▶ _Required task_: Can you output the material exactly as written, minus any pictures it holds?

----- Input for this task -----

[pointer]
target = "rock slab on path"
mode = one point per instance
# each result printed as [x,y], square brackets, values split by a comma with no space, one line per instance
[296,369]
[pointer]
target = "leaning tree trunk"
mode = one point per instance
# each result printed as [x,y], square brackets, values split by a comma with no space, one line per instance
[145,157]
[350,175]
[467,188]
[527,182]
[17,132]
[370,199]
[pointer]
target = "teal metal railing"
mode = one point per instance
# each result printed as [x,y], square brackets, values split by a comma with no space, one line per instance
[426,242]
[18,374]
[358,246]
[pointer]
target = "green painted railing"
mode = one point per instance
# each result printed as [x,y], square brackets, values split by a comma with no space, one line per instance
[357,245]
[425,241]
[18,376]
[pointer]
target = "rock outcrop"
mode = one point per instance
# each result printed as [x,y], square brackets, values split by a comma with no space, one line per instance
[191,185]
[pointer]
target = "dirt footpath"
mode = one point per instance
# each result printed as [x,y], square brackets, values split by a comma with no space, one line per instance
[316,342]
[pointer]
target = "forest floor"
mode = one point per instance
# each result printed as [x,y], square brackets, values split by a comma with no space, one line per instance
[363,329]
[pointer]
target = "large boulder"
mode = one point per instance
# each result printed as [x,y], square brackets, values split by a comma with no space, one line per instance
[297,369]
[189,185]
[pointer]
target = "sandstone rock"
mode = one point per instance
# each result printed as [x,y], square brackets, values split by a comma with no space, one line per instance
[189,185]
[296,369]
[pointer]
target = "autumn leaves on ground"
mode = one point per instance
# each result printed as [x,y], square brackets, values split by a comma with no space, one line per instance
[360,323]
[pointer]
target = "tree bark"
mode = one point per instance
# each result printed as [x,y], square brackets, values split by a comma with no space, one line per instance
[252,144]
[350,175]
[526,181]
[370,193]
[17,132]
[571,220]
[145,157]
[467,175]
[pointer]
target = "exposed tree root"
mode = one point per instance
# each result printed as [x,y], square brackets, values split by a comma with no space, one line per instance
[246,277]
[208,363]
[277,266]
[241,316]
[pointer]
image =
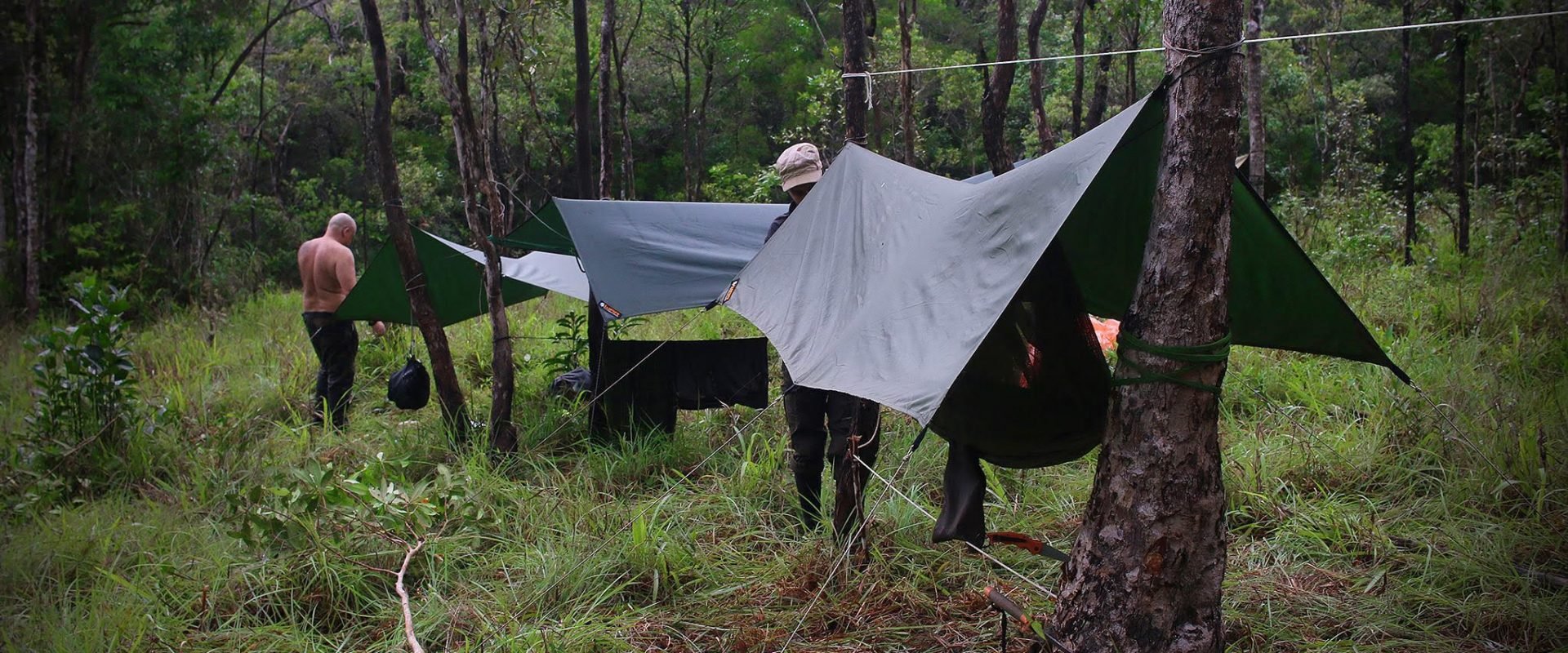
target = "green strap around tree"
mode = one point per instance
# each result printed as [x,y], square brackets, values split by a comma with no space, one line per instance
[1196,356]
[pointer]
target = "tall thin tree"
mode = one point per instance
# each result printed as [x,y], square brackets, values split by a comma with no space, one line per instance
[1148,562]
[849,489]
[1254,97]
[906,80]
[1000,88]
[1460,187]
[485,220]
[1078,64]
[1407,149]
[1037,78]
[27,194]
[448,390]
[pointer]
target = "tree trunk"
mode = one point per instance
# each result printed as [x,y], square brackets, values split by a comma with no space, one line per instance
[1254,99]
[1148,562]
[1078,68]
[1101,97]
[1407,149]
[1037,78]
[850,491]
[27,194]
[606,122]
[586,187]
[1460,187]
[448,390]
[998,88]
[906,80]
[479,184]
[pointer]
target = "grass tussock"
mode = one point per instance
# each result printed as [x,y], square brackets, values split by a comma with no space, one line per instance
[1363,516]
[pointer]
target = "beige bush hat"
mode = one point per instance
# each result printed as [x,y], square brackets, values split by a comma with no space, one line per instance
[800,163]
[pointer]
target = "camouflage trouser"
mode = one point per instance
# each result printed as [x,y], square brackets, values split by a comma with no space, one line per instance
[813,417]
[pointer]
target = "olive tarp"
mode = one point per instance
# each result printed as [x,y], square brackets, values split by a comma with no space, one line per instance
[455,278]
[649,257]
[886,281]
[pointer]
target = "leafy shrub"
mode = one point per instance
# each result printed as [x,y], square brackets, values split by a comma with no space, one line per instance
[85,384]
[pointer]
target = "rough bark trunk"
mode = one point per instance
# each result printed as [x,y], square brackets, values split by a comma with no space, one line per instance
[586,187]
[1460,187]
[1147,567]
[1254,99]
[1101,97]
[1078,68]
[849,491]
[998,90]
[1037,78]
[906,80]
[606,122]
[448,390]
[27,194]
[1407,149]
[479,185]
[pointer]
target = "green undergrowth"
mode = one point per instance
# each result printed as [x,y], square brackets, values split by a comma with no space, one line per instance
[1363,514]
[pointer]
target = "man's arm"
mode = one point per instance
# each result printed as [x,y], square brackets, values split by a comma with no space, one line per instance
[347,281]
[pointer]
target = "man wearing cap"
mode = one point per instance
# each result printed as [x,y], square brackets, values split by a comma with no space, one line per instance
[327,273]
[811,414]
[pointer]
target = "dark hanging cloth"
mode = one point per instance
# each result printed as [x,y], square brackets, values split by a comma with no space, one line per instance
[686,375]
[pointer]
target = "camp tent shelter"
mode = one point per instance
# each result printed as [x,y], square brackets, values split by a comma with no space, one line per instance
[455,278]
[886,279]
[649,257]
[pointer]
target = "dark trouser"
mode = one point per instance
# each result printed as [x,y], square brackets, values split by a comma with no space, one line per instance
[813,415]
[336,344]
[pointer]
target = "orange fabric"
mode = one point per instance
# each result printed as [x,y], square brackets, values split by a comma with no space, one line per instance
[1106,331]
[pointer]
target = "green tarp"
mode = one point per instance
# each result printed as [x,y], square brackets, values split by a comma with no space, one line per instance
[455,281]
[886,281]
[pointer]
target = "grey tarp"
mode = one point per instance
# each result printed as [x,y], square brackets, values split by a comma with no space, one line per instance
[455,279]
[649,257]
[886,279]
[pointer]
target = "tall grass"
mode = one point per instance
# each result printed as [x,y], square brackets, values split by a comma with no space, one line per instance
[1363,516]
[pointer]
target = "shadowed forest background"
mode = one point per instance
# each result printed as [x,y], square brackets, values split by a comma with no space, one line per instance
[162,491]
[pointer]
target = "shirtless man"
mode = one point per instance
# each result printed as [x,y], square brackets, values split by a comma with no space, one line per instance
[327,269]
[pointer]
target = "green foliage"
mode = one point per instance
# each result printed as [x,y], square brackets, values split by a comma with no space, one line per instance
[85,398]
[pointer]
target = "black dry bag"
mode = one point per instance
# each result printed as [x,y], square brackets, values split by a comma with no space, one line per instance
[410,387]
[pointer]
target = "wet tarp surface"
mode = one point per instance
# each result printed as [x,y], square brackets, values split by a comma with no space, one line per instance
[455,281]
[649,257]
[886,279]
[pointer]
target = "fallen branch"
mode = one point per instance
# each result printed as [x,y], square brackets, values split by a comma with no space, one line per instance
[402,593]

-----

▶ _Solved exercise_:
[pointer]
target = "rock slab on path"
mode = one point per instance
# each result printed as [x,y], square brackets, values split by a comma with no space, one line per instance
[296,369]
[pointer]
target = "leaning tree trunk"
mode = one point per instance
# each result printed as [x,y], square brackets, values split by a comma with no space, one line per instance
[145,157]
[350,175]
[467,188]
[527,182]
[17,132]
[370,199]
[pointer]
target = "teal metal railing"
mode = one point per instance
# each result printed as [x,y], square brackets, values split by a comma with no space, one line per instance
[426,242]
[18,374]
[358,246]
[pointer]
target = "green painted railing"
mode = one point per instance
# each result printed as [x,y], square brackets, values split by a comma with no space, one line per instance
[357,245]
[425,241]
[18,376]
[pointer]
target = "rock outcrop"
mode = one point per instance
# each result printed as [x,y], square brackets, values split by a comma with no space, one line per instance
[191,185]
[pointer]
target = "dirt footpath"
mode = one point per instance
# each result printed as [x,y], square brackets, values split by a comma with no space, one line per instance
[316,342]
[pointer]
target = "forest floor"
mode = one point per instance
# each result printed as [x,y], square brackets, values split by a comma with no space, one line per instance
[363,329]
[pointer]
target = "large boulder"
mode = one point per instance
# each result printed as [x,y], square brackets, values split by a comma with no space, one line per instance
[297,369]
[189,185]
[pointer]
target = "sandstone rock"
mode = one point per instance
# each result printed as [x,y], square brackets, values split by a comma with no space, one line per instance
[189,185]
[296,369]
[pointer]
target = "autumn leaves on ground"
mode = one point per instance
# each result printed as [x,y], square brackets, values split by a comma with no space, one line per instance
[360,323]
[pointer]
target = "tree bark"
mode = one point per instance
# each result printed as [x,y], square brackets, values split by a comma with no space, one line per instance
[252,144]
[350,175]
[526,181]
[370,193]
[17,132]
[571,220]
[145,157]
[467,175]
[pointer]
target = "exposed tree root"
mode = one point per instance
# each result printed as [x,y], square brackets, values split by a comma with no space, one line per instance
[246,277]
[208,363]
[277,266]
[241,316]
[pointer]
image =
target = "green strap around tree"
mode = one point per instance
# each result printed as [x,y], square brackets, values split by a comma with no space, one line per instance
[1196,356]
[pointer]
target = "tall thin tree"
mode = one point per instance
# each result printed as [x,y], square brackets, values split by a comma with no space, one line per instance
[1148,562]
[849,489]
[1254,97]
[906,80]
[1000,88]
[1460,187]
[485,220]
[1078,64]
[1407,149]
[1037,78]
[27,194]
[448,390]
[pointer]
target = "tree trunk"
mode = one point per instance
# each result printed as [x,y], square brackets, values split by a comma with no space, one line per instance
[1254,99]
[1148,562]
[1078,68]
[1101,97]
[1407,149]
[1037,78]
[850,491]
[27,194]
[606,122]
[586,187]
[1460,187]
[448,390]
[998,88]
[906,80]
[479,184]
[pointer]
target = "grass tussock"
mode = one point per instance
# each result printed as [x,y], square brackets, values split by a comma with no space, one line per instance
[1363,516]
[pointer]
target = "beige bush hat"
mode = one point per instance
# each result printed as [x,y], square brackets, values split by a comma with no space, one line per instance
[800,163]
[pointer]
target = "camouflage trouser"
mode = one point per instance
# each result printed as [x,y], square brackets, values split by a comma with no space, one line per instance
[813,417]
[pointer]
target = "olive tarp"
mode = one point per instance
# each result printed as [x,y], square brackets, values split by a comma with no space, one line per instance
[455,278]
[649,257]
[886,281]
[pointer]
target = "leafy shrub"
mode = one point per instance
# each result printed as [x,y], square brackets, values split by a comma with no space, one line per instance
[85,384]
[pointer]
target = "rough bark trunk"
mode = one point per instance
# each result printed as [x,y], square brackets, values split by a comma with no space, one line per instance
[586,187]
[1460,187]
[1147,567]
[1254,99]
[1101,97]
[1078,68]
[849,491]
[998,90]
[1037,78]
[906,80]
[606,122]
[448,390]
[27,194]
[1407,149]
[479,185]
[pointer]
target = "green undergrowth"
mode = one point per instance
# each result printed as [x,y], square brackets, values split by a comma with no space, one line per instance
[1363,514]
[pointer]
target = "man's arm"
mode = one point per instance
# each result printed as [x,y], square brackets, values split by a comma with no space, one line per instance
[347,281]
[pointer]
target = "man wearing cap"
mode = one point per instance
# each result printed as [x,y], square brackets, values split by a comma with no space, one line per instance
[327,273]
[811,414]
[pointer]
target = "dark hanging cloth"
mode = one point per instance
# each result printed as [x,y], square brackets, values split by a comma with no space, one line per instance
[686,375]
[pointer]
target = "camp tent shelter"
mode = one point per instance
# each result printed as [x,y], square brackets, values split by a comma with no space, one line per instance
[455,278]
[886,279]
[649,257]
[pointer]
target = "dark trouser"
mode = one point per instance
# each result printed as [x,y], square brackets, values split by a comma with no space, one line per instance
[813,415]
[336,344]
[pointer]
target = "orange fabric"
mode = one point per instance
# each result printed as [x,y], square brackets, values split by a comma with no space, one line per instance
[1106,331]
[pointer]
target = "green tarp"
mode = one point per instance
# each result printed as [x,y], square brackets, values split by a comma with no space, one line per instance
[455,281]
[886,281]
[pointer]
target = "grey tarp"
mode = one point per instance
# each result printed as [x,y], square brackets, values split by a comma with no space, one line per instance
[455,279]
[649,257]
[886,279]
[pointer]
target = "tall grass"
mode = one point per instance
# each result printed as [x,y], square brackets, values split by a comma with no space, one line per instance
[1363,516]
[pointer]
target = "shadowed forest background"
mode = one point per instance
# each result printed as [x,y], square brackets, values split by a comma with no space, one line per instance
[162,491]
[pointer]
target = "shirtless man"
mode = one point per instance
# each result printed as [x,y], square brackets, values split by a comma with no space, one line per instance
[327,269]
[pointer]
target = "green foliage"
mode = one point per instance
# each result printed as [x,y], square brackets, values split by a comma with no space, one line per instance
[85,398]
[pointer]
target = "black dry bag"
mode = one point per instance
# each result printed as [x,y], square brackets, values split by a comma with no space, one line per instance
[410,387]
[pointer]
target = "wet tarp surface"
mode = one point per instance
# each result printed as [x,y], square brackets, values split by a comma with no space, one line per instance
[455,281]
[649,257]
[886,279]
[pointer]
target = "fallen branch"
mode = one point per instance
# each result printed as [x,y], square brackets, values split by a comma with no space, one line per instance
[402,593]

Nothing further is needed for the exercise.